▶ _JOB_
Reproduce the stretch of the items from the line containing "Target: scooter front fender" through the end of the items, copying each line word for word.

*** EXERCISE MATERIALS ***

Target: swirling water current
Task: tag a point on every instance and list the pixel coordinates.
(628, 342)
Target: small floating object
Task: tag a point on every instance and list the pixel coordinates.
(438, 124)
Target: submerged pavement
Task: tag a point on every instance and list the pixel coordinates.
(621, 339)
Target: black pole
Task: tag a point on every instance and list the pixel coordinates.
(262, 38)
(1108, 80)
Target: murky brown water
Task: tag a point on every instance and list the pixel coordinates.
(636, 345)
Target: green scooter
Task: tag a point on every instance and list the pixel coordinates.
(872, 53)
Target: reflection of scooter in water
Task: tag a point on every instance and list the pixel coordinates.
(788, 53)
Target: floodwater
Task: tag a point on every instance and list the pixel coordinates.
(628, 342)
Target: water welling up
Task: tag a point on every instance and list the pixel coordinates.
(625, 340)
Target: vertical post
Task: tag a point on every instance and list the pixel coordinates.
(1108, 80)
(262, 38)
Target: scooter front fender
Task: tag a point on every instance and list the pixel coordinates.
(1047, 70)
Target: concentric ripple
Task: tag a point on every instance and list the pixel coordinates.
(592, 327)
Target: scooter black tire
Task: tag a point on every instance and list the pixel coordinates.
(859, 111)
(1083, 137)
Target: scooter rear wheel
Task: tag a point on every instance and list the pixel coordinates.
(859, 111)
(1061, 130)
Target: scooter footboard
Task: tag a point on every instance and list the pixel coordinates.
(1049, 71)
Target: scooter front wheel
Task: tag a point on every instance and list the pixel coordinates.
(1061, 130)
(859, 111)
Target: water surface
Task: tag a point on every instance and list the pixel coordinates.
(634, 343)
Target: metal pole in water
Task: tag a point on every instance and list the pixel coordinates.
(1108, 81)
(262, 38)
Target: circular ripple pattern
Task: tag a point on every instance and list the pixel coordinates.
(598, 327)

***

▶ _EXERCISE ANSWER_
Target: scooter front fender
Task: tag a point on every instance and list the pixel coordinates.
(1047, 70)
Target: concentric ripple
Task: tag a point on every instance and list the pixel coordinates.
(592, 327)
Target: scooter black tire
Task: tag a point on every instance and list the pixel coordinates.
(859, 111)
(1083, 137)
Target: scooter rear wheel
Task: tag a point on every instance and list the pixel coordinates.
(859, 111)
(1061, 130)
Target: scooter footboard
Task: tag a point on every instance and list the pixel coordinates.
(1049, 71)
Target: scooter front wheel
Task: tag a point on every instance and list the pixel coordinates.
(1061, 130)
(859, 111)
Target: water surface
Task: tag a point on every instance and list the pixel coordinates.
(634, 343)
Target: metal pole in water
Task: tag a point on every instance and list the pixel coordinates.
(1108, 81)
(262, 38)
Target: circular ripple pattern
Task: tag a point on every instance and list the pixel coordinates.
(598, 327)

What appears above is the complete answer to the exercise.